# New rotary converter



## mf294-4 (Jun 30, 2013)

Just got my rotary converter going. Got a control box from Wny off of Ebay. Had a old 5hp motor that weighs about 100lbs. Control box works ok but quality lacks a little. Here is some of my readings.  No load A-C 239v ,A-B 238v , B-C 252v   A 4.46 amp, B 8 amp, C 7.41 amp. With the 3hp motor turned on and no load on the mill here are my readings. A-C 240v, A-B 225,  B-C 230v with A 12 amp, B7.45amp, C 14.21 amp. Do those readings seem reasonable, or do I need to do some tweaking?

- - - Updated - - -

I have heard complaints about the noise a converter makes but I changed the bearings in mine because it set outside for years and my fan makes more noise. You could prepare to  leave the shop and not realize it is on.


----------



## Ulma Doctor (Jul 15, 2013)

yes, i would tweak your RPC with capacitors to bring up the low leg.
it's pretty simple to do, i can help if you need it.
mike


----------



## mf294-4 (Jul 20, 2013)

What is the first step?  What value of caps? I assume check it under load. Light or heavy load?


----------



## Ulma Doctor (Jul 21, 2013)

If you can check it loaded that would be helpful but not a deal breaker.
there is one of 2 ways you can go,
you could buy 2 capacitors and connect one hot leg to low leg,
 the other hot leg to the other capacitor and also join with the low leg.

or

a dual capacitor 40/15 UF air conditioning capacitor (oil filled) even a 30/15 UF would suffice to balance better
to hook up , you put the low leg on 40 and the high legs on 15 and BaddaBing you'll instantly notice a change in sound.
your voltages should be a lot closer...

now keep in mind that you may need to isolate this capacitor from the RPC's starting circuit,
 or you may need to isolate the generated leg from the starting circuit with a momentary switch.
the start circuit may have a larger capacitor that will dump it's charge into the entire system every time a motor starts, if left in circuit.


----------

• **COLLECTED MATERIAL**
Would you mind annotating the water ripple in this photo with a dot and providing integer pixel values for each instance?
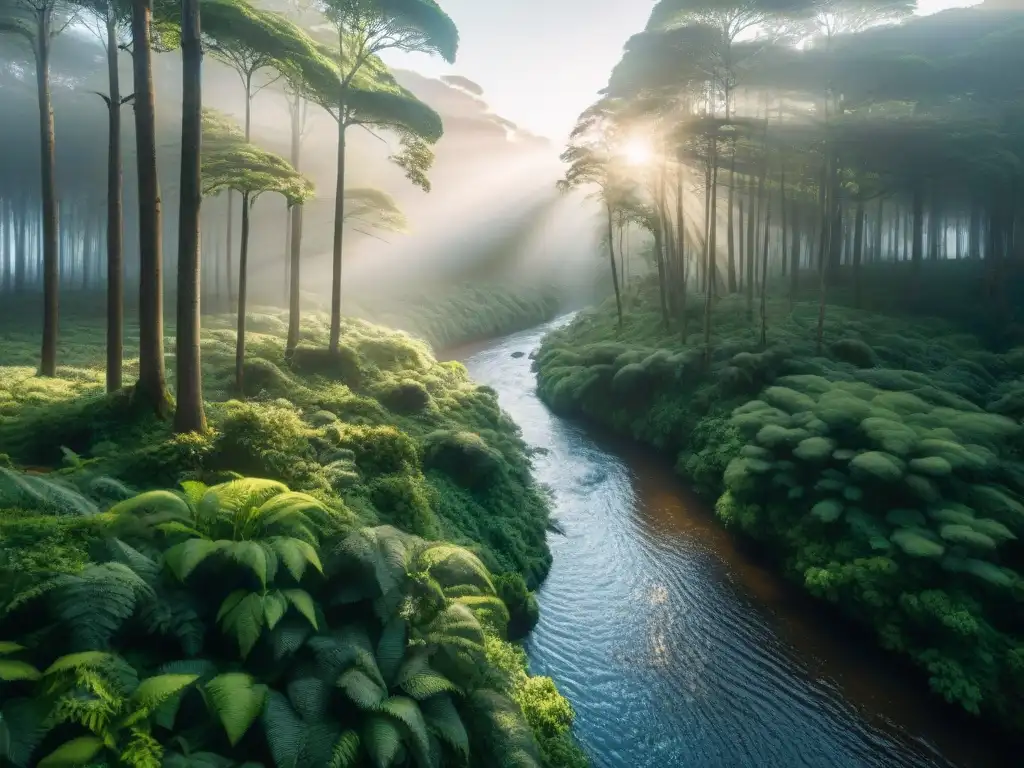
(665, 645)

• **PROBLEM DESCRIPTION**
In the rotary converter thread, what did the poster do to the old motor because it had sat outside for years?

• **WRITTEN SOLUTION**
They changed the bearings in it.